* Task directions *
In the records below, count every line where the string "clear" appears, and reply with the count only.

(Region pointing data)
★ ★ ★ ★ ★ ★ ★

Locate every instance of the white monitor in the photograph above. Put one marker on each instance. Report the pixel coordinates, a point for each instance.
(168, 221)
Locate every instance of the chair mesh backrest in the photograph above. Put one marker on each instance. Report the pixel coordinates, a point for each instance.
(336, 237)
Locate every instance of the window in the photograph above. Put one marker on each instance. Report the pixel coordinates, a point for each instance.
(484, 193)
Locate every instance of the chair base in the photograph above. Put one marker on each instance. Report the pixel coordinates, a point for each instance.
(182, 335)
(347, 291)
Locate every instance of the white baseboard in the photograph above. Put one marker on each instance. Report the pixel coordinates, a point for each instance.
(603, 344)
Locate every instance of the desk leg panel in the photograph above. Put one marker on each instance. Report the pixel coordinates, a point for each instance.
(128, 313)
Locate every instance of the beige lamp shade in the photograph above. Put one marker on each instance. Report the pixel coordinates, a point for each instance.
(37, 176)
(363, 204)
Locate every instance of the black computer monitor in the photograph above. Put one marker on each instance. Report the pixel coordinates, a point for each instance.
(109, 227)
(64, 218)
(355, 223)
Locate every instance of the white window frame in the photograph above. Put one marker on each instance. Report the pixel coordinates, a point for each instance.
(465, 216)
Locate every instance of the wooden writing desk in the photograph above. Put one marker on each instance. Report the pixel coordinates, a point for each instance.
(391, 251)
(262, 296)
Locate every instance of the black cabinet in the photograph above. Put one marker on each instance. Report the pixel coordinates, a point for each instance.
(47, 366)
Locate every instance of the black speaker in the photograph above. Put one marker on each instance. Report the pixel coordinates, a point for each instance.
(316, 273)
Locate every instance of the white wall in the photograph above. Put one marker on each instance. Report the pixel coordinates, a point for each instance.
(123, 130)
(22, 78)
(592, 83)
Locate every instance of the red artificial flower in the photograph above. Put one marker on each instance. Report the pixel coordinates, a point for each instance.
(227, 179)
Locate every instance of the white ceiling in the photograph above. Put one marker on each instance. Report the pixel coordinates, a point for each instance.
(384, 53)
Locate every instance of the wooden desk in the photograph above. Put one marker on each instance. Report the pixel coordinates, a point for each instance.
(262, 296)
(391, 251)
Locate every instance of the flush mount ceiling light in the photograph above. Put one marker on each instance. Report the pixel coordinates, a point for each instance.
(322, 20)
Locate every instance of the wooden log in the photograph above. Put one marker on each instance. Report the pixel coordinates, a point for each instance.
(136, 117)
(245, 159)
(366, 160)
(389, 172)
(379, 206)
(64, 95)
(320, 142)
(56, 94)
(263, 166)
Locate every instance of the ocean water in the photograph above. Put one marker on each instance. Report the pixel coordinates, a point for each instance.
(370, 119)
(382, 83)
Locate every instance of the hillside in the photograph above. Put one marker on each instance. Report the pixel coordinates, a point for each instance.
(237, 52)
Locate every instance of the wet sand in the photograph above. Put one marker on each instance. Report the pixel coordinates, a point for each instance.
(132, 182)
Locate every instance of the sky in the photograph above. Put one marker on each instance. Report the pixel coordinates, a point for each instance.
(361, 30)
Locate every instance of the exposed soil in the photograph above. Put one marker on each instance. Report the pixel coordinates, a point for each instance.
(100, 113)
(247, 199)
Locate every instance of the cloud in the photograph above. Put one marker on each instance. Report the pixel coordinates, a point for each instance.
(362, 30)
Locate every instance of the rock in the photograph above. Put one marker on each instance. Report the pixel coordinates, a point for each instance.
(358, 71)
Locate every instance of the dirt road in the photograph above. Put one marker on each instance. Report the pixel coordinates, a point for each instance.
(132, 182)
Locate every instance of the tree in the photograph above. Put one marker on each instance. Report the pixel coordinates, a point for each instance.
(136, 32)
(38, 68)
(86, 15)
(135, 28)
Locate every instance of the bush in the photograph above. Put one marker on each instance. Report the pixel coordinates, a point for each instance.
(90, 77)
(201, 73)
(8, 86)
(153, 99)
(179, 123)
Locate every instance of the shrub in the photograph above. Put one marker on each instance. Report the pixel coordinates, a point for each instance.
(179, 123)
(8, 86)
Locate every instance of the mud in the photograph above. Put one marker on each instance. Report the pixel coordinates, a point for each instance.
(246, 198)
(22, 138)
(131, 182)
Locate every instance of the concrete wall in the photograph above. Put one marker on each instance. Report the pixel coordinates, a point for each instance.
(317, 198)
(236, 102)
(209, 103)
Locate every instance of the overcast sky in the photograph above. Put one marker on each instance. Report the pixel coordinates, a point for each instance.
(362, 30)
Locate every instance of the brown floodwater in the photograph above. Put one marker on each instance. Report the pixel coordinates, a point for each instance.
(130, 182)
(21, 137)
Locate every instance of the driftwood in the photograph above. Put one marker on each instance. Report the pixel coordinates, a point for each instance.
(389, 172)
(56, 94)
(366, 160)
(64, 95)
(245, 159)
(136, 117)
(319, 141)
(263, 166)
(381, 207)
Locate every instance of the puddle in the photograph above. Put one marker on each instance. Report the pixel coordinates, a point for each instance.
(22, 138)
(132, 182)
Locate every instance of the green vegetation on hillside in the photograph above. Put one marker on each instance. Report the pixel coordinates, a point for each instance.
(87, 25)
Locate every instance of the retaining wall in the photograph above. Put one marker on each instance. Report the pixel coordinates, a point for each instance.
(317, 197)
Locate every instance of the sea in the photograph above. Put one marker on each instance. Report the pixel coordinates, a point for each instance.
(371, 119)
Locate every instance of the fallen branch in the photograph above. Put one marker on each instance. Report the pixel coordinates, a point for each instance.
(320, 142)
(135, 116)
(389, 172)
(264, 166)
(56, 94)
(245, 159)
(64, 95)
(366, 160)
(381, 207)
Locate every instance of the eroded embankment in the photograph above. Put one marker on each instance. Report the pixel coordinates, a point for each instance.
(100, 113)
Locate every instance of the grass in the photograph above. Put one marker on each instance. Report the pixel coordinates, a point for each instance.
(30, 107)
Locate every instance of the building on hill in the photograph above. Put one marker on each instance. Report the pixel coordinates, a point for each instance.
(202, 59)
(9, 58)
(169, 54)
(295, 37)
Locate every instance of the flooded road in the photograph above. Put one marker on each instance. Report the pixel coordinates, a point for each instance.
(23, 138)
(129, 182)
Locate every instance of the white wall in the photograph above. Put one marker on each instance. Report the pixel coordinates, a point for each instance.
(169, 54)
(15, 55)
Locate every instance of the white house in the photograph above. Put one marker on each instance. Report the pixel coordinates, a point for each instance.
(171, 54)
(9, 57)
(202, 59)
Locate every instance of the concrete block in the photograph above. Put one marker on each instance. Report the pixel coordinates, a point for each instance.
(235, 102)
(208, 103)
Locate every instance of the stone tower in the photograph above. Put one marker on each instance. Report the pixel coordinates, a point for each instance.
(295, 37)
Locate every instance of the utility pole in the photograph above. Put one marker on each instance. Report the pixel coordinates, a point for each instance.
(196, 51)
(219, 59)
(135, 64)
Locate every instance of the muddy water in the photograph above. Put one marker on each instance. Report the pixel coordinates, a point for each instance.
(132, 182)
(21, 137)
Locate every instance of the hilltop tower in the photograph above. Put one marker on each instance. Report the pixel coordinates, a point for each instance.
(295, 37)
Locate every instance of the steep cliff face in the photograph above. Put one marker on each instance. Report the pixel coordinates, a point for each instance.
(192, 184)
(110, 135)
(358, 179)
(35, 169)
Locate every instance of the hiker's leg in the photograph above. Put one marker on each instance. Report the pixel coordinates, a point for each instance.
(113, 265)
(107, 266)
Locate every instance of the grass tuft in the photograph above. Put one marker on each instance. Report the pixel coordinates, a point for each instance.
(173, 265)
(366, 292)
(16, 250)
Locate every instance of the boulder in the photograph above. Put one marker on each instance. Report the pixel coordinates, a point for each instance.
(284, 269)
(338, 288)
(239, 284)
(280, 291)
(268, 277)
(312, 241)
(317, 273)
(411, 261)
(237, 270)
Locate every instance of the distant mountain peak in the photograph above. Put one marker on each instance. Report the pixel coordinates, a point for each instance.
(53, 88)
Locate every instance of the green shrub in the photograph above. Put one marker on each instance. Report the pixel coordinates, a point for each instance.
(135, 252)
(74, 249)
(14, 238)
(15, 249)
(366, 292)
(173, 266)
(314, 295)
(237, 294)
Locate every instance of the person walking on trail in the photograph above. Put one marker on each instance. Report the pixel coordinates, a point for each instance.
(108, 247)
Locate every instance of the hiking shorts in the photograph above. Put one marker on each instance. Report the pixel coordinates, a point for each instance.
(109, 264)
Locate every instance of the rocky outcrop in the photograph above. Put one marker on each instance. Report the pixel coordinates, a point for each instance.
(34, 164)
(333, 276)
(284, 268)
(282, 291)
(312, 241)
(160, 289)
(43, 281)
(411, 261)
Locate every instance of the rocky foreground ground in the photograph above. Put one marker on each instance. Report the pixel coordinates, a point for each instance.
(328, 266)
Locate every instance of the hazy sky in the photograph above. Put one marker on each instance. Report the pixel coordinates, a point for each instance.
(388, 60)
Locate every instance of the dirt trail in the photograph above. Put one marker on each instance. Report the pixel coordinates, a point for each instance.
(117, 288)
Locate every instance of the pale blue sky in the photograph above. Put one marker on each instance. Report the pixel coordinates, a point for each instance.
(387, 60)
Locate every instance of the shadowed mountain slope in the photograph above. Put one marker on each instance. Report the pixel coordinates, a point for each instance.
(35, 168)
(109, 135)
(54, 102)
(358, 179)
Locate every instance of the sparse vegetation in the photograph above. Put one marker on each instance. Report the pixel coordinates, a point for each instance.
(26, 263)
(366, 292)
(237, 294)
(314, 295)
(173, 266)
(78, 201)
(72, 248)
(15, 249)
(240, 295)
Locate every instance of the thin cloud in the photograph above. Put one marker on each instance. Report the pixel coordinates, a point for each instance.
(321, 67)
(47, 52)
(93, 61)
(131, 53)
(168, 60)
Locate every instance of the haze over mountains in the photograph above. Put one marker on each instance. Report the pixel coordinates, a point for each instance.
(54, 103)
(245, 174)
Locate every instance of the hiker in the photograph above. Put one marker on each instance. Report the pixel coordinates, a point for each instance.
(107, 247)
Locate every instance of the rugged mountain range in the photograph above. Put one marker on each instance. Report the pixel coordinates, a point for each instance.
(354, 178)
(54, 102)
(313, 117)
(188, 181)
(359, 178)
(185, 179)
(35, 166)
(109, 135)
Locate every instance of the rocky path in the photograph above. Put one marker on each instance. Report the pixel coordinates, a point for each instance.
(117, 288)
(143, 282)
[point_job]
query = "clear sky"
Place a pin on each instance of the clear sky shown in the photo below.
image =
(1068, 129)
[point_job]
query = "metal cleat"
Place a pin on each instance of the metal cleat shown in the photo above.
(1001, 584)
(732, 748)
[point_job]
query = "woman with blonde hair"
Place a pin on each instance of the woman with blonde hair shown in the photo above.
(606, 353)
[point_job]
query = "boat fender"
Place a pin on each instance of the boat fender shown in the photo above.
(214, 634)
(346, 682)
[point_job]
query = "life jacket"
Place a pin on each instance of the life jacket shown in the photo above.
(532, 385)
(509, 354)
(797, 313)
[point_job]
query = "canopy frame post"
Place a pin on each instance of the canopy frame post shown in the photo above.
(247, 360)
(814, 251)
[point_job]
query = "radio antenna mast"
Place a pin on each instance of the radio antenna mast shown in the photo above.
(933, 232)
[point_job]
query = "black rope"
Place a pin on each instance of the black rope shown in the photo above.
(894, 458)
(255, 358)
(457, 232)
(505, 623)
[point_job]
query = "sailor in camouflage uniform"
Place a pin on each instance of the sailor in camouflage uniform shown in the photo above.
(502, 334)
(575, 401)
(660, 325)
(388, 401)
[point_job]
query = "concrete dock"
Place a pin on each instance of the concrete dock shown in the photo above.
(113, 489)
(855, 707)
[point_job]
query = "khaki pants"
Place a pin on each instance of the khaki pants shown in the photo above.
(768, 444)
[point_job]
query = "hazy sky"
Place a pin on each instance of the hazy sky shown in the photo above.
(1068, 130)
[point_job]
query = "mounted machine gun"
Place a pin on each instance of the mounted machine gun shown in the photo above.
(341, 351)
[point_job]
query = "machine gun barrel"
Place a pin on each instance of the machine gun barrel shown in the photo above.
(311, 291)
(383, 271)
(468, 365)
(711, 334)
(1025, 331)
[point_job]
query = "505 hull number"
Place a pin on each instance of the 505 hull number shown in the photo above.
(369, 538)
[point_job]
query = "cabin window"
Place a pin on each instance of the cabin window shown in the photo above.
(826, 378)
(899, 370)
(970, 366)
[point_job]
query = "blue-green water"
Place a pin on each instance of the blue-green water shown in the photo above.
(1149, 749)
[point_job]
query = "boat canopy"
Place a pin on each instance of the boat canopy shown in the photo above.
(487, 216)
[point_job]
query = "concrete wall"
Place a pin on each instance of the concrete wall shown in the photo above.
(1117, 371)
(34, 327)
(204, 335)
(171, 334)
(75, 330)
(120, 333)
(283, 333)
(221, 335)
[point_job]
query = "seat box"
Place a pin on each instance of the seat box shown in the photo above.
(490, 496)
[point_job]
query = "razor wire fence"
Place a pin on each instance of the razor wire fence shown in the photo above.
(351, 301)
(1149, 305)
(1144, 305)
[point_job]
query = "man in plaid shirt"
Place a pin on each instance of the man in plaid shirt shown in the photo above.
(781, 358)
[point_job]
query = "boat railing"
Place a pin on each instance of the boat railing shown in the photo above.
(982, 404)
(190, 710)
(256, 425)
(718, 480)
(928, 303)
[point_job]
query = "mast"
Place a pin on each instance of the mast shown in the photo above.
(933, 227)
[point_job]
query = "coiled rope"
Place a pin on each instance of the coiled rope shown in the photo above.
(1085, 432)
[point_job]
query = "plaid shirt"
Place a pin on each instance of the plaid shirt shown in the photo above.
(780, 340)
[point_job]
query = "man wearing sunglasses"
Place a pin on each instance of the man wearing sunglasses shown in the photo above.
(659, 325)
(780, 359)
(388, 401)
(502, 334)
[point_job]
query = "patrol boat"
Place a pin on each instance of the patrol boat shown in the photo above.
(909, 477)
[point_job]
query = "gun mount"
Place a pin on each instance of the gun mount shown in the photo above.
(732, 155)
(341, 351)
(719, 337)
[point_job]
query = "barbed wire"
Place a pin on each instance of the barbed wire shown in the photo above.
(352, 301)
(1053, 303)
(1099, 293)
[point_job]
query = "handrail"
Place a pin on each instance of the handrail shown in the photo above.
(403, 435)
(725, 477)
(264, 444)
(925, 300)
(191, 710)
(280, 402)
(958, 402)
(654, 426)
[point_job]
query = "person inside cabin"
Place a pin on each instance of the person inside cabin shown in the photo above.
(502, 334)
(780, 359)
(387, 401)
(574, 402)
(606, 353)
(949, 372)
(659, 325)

★ ★ ★ ★ ★ ★ ★

* Response for this exercise *
2